▶ [DATA SUPPLIED]:
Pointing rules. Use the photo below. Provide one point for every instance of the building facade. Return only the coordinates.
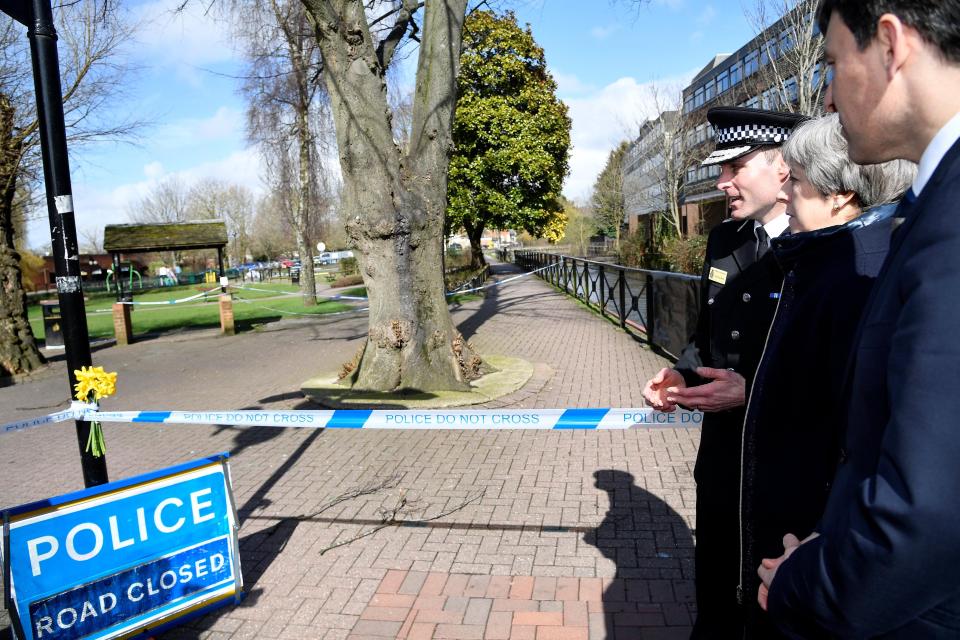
---
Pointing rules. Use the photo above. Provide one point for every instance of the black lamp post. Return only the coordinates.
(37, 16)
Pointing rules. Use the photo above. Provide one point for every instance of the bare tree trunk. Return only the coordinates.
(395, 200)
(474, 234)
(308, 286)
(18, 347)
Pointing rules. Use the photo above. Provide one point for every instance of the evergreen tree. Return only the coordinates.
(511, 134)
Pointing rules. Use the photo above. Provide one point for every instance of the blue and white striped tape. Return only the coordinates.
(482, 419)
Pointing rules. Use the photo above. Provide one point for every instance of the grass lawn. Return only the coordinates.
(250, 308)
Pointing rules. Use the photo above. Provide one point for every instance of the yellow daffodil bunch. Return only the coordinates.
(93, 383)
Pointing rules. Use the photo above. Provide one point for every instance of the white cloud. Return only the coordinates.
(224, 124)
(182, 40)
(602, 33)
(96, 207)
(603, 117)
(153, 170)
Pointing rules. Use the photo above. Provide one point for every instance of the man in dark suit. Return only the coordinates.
==
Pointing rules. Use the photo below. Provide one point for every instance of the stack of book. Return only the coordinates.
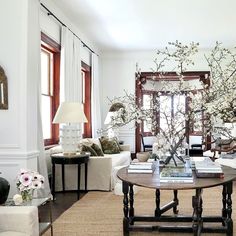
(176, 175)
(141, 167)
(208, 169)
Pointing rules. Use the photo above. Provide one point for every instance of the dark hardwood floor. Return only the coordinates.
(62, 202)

▶ [GOAL OF THE EXERCISE]: Extract the entries above verbatim, starting with the line containing "lawn. Return only the coordinates." and ending with the line containing "suit. Return only the coordinates.", both lines included.

▶ [ANSWER BELOW]:
Pointing rules. Use the photo above. Provide one point for every instance of the grass lawn. Return only the coordinates.
(250, 308)
Pointing rules. Use the photo above. Provide one point for every instance of the yellow daffodil bunch. Return only the coordinates.
(93, 383)
Pointing rules. Use the photo above. Provide one point for every instance of the white cloud. Return only the coordinates.
(224, 124)
(182, 40)
(602, 33)
(96, 207)
(603, 117)
(153, 170)
Pointing rules. Use the photo above. Provide one point for every instance of the man in dark suit. Return only the coordinates.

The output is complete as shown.